Exercise aim → Nothing should appear in the answer except the line containing "Target: groom's beard" and the lines following it through the end of the listing, each given exactly.

↓↓↓

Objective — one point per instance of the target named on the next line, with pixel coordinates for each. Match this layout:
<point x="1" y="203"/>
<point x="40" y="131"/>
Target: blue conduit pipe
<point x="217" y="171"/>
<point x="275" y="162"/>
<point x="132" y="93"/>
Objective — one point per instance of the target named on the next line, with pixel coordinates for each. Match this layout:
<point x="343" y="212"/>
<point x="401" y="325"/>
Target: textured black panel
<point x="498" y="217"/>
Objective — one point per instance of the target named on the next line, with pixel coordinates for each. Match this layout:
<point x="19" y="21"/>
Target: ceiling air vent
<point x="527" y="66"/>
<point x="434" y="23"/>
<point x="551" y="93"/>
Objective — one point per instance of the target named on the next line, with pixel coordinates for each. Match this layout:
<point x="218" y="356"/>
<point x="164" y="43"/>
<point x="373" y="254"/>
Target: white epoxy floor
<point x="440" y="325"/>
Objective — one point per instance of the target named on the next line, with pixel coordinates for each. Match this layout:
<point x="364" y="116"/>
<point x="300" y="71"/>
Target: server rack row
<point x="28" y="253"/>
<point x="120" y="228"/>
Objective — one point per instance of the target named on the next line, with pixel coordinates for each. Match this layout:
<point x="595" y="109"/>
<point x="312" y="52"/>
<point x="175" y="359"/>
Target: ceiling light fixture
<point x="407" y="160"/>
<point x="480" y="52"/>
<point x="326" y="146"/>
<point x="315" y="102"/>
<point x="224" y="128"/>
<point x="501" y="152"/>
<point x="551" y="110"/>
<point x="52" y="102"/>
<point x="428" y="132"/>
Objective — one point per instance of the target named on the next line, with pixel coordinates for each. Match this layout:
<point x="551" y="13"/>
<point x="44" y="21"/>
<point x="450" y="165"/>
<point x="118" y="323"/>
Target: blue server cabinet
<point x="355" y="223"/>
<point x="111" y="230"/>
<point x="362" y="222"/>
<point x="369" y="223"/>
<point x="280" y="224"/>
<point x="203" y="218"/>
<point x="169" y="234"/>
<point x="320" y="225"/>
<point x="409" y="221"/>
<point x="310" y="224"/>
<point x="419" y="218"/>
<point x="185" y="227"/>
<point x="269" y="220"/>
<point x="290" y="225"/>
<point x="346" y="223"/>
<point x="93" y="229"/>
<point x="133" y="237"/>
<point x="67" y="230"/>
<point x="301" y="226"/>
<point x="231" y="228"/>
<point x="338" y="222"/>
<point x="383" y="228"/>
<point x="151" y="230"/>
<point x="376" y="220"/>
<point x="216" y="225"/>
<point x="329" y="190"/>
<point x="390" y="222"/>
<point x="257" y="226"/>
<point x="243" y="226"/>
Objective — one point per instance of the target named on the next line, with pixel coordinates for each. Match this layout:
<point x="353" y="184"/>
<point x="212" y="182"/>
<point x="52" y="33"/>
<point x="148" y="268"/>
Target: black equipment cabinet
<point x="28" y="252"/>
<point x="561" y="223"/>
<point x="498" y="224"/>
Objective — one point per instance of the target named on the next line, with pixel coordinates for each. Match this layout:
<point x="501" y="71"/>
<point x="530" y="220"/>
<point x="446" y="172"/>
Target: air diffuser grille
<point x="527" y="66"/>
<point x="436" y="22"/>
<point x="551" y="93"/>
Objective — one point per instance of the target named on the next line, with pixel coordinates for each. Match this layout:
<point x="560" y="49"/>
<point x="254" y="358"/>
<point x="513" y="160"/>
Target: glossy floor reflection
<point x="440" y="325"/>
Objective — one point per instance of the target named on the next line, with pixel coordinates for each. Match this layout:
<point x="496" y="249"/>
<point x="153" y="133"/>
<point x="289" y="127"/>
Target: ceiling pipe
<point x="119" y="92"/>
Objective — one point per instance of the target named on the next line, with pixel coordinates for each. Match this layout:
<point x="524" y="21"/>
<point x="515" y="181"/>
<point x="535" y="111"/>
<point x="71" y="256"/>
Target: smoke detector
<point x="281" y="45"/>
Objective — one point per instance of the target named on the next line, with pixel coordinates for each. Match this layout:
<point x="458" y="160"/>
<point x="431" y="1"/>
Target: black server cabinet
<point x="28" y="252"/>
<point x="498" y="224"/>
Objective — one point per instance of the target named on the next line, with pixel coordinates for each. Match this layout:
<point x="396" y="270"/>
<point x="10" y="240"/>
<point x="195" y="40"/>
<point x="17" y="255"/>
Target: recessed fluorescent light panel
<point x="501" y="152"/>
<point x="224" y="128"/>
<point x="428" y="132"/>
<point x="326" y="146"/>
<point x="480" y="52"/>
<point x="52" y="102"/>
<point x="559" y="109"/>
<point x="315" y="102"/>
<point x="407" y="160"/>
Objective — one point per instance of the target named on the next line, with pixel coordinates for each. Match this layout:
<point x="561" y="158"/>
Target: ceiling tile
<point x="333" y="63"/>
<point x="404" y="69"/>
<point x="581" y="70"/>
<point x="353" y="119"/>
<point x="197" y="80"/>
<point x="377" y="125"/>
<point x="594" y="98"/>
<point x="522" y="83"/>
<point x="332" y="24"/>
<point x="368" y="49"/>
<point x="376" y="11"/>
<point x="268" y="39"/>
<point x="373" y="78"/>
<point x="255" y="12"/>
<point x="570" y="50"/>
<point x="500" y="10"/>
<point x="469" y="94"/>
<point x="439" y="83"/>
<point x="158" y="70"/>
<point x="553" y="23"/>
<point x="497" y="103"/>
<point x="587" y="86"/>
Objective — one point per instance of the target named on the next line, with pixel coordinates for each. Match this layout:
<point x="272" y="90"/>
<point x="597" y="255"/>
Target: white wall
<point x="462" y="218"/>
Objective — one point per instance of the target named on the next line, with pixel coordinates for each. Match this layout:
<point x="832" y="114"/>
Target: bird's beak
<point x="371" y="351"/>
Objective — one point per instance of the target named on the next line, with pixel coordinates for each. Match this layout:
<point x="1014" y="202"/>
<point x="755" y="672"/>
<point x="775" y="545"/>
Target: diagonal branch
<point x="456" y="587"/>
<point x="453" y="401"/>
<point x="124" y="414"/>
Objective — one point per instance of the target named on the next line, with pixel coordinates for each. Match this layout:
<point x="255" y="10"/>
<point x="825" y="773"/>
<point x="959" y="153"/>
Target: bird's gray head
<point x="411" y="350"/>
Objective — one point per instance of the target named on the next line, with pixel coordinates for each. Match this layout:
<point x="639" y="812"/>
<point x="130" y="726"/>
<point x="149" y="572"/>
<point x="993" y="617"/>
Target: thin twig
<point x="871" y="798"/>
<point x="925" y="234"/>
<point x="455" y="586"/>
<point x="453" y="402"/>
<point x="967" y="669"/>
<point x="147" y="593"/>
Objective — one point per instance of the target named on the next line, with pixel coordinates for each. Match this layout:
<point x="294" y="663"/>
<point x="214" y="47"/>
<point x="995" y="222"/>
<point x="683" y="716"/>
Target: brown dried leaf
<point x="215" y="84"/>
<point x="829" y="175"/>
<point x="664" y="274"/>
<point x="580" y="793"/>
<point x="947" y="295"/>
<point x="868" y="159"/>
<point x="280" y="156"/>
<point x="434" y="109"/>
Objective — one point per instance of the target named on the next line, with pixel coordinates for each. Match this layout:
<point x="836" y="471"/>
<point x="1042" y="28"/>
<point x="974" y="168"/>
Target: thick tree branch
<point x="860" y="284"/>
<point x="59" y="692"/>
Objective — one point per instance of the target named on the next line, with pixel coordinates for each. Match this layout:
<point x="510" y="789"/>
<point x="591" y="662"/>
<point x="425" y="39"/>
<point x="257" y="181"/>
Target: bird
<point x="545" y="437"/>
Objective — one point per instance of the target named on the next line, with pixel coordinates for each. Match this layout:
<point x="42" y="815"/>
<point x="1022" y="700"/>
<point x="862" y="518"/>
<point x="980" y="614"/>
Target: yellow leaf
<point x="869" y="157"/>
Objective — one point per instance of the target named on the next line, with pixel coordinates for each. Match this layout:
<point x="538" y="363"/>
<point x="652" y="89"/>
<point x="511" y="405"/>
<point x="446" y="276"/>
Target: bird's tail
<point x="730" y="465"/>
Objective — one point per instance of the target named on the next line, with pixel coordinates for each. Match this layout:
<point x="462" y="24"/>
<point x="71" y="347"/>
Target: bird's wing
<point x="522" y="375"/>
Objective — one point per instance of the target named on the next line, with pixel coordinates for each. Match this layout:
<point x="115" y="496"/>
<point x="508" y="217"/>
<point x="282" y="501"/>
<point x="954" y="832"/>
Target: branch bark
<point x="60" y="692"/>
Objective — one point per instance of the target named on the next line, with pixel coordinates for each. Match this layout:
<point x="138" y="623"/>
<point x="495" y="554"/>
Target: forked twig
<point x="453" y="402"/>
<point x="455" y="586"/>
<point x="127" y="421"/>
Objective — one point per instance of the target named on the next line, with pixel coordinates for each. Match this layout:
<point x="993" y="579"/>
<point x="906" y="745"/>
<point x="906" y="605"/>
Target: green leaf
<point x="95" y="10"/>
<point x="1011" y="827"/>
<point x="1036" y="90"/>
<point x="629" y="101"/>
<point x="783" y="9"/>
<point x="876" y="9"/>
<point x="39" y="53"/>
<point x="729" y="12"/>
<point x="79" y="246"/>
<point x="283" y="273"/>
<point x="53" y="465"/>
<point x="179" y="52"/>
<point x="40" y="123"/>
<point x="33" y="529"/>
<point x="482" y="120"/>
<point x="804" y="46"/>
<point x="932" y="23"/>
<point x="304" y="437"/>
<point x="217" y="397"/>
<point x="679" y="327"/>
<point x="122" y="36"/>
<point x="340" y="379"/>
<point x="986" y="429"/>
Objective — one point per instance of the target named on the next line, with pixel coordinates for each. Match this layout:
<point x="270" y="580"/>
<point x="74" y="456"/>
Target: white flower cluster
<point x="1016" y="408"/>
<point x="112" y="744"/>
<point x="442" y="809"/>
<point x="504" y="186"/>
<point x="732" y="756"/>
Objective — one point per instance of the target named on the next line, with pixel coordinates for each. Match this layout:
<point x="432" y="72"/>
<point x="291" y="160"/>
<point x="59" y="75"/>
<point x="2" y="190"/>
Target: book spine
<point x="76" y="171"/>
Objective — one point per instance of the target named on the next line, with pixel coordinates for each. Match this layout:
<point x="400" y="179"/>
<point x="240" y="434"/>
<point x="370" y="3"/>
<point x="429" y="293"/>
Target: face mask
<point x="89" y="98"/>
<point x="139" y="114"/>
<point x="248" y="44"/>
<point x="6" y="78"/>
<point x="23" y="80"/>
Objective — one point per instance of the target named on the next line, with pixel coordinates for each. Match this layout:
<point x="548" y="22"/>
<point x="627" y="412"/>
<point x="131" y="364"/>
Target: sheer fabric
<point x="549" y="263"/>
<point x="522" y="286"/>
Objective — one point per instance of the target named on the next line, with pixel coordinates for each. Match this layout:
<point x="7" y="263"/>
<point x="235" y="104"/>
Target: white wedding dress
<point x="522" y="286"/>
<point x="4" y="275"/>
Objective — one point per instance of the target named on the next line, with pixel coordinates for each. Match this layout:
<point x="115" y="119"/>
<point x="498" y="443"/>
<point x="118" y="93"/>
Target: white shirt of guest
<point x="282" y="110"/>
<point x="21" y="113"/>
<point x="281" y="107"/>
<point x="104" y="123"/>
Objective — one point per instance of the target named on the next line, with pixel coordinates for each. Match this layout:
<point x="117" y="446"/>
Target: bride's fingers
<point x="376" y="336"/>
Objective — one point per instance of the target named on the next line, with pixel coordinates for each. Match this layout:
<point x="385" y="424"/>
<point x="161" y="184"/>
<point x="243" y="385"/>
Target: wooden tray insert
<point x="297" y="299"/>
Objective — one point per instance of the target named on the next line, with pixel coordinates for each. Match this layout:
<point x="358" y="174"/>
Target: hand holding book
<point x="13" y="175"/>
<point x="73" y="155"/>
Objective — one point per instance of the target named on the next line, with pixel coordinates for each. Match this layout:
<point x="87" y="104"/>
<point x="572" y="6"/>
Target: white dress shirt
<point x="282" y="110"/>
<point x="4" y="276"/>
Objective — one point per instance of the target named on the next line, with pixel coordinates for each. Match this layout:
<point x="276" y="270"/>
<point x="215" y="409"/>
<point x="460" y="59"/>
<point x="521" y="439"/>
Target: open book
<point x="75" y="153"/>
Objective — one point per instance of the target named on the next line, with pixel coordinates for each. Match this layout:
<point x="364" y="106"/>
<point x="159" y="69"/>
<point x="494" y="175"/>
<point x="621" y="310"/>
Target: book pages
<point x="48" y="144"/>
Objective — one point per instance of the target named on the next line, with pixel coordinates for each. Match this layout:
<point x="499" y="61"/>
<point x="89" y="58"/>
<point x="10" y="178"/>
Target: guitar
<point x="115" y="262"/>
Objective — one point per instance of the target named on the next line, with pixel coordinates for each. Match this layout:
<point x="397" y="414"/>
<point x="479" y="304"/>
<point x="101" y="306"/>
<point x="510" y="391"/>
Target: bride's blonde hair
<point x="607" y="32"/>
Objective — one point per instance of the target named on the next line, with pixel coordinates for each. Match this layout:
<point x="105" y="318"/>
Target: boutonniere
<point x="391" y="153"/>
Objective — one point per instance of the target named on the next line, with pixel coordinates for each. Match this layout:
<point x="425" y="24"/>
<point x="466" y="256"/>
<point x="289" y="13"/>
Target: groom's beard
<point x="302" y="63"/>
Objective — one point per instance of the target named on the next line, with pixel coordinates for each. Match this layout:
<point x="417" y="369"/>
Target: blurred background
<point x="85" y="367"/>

↑↑↑

Answer for this exercise →
Target: groom's beard
<point x="302" y="63"/>
Objective — one point per instance of the target named on the next line, with pixel coordinates for each. Match this layout:
<point x="417" y="369"/>
Target: blurred background
<point x="85" y="367"/>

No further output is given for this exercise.